What the task requires:
When you retype the data, keep every word exactly and include none of the pictures.
[Data for this task — start]
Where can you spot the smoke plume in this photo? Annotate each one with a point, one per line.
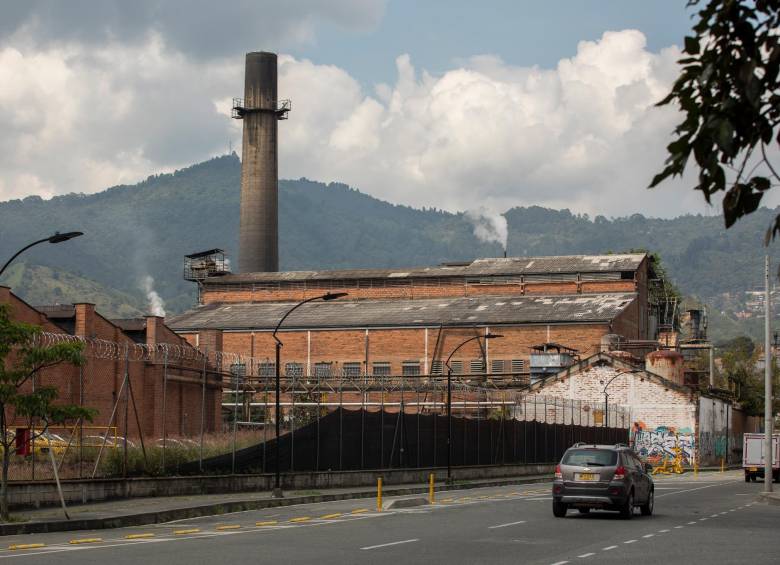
(489, 227)
(156, 304)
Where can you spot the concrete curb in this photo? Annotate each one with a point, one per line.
(771, 498)
(407, 502)
(162, 516)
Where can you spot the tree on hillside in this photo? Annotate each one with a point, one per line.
(21, 360)
(740, 362)
(728, 93)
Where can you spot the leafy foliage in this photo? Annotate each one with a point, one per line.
(728, 92)
(21, 360)
(740, 362)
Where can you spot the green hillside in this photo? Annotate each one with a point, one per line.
(45, 286)
(145, 230)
[Data for this task — finish]
Output:
Where can you spot the smoke plume in this photo? Annotate each one with a point, one per line.
(489, 227)
(156, 304)
Where can you spot the concrete curb in this photo? Annotate each one with a point, one per line.
(771, 498)
(407, 502)
(162, 516)
Where can you spot the tree on hillside in this photo? Annotate each one with a point, one per line.
(21, 360)
(740, 362)
(728, 93)
Where can you spot the leafy foliage in this photo? Annotate each one with a point, one per line.
(728, 92)
(21, 360)
(740, 362)
Where can you spot the green hillside in this photo? Annotate each one with a point, one per line.
(45, 286)
(145, 230)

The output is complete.